Howes: Auto tax credits win for Michigan, despite costs
In the case of former Gov. Jennifer Granholm vs. the mushrooming cost of tax credits to save auto jobs, Michigan won.
The state that put America on wheels, fueled the Arsenal of Democracy in World War II and survived the Great Recession has since 2010 seen a 48 percent increase in the production of new cars and trucks.
General Motors Co., Ford Motor Co. and FCA US LLC together earned net income of $7.2 billion last year, most of it attributable to strong results in the bellwether U.S. market. Profit-sharing payouts to hourly workers will range from $2,750 at FCA to $9,000 at GM.
Ford is planning to add 1,550 jobs at sites in Dearborn, Sterling Heights and Kansas City to satisfy surging demand for its new aluminum-clad F-150 pickup, a cornerstone of the Blue Oval's business. FCA's Jeep and Ram brands are powering rising sales volumes.

**Written request 1:** By how much has new car and truck production in Michigan grown since 2010, according to the article on auto tax credits?

**Provided records:**
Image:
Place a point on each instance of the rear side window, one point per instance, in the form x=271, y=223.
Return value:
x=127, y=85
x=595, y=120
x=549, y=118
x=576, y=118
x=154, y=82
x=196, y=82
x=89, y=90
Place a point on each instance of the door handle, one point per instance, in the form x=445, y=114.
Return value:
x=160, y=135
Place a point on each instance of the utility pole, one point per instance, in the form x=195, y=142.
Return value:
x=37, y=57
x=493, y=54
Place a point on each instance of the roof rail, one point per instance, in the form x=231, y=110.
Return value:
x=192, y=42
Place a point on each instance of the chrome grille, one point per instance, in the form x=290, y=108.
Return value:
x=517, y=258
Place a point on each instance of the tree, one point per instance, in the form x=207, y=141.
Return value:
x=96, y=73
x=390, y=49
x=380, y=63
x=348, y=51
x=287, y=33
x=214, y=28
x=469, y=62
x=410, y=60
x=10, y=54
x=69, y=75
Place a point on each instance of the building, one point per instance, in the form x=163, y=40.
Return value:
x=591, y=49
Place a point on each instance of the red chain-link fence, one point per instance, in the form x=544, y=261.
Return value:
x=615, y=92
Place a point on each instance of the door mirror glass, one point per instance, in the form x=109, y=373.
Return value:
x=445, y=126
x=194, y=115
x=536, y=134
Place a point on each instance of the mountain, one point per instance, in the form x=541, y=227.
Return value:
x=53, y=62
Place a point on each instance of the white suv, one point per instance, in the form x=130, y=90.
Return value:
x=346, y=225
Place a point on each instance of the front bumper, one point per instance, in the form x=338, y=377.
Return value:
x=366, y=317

**Written request 2:** Gather every line of the entries that contains the word "point".

**Written response 1:** It has risen by 48 percent.

**Written response 2:**
Place a point on each instance of the rear side window, one point per instance, in the form x=271, y=223.
Place a point on each instance of the door handle, one point per instance, in the form x=445, y=114.
Place a point on each instance of the utility pole, one point per instance, in the form x=195, y=142.
Place a point on each instance of the roof rail, one point per instance, in the form x=231, y=110.
Place a point on each instance of the chrome grille, one point per instance, in the form x=290, y=108.
Place a point on each instance of the tree, one point per instance, in the form x=207, y=141.
Place a point on each instance of the building, one point per instance, in the form x=163, y=40.
Place a point on each instance of the red chain-link fence, one point per instance, in the form x=544, y=261.
Place a point on each instance of the door mirror glass, one point per instance, in the form x=109, y=373.
Place a point on each instance of the mountain, one point per instance, in the form x=541, y=227.
Place a point on each instance of the white suv, one point per instance, in the form x=130, y=90.
Place a point on each instance of the front bumper, one point per instance, in the form x=338, y=377.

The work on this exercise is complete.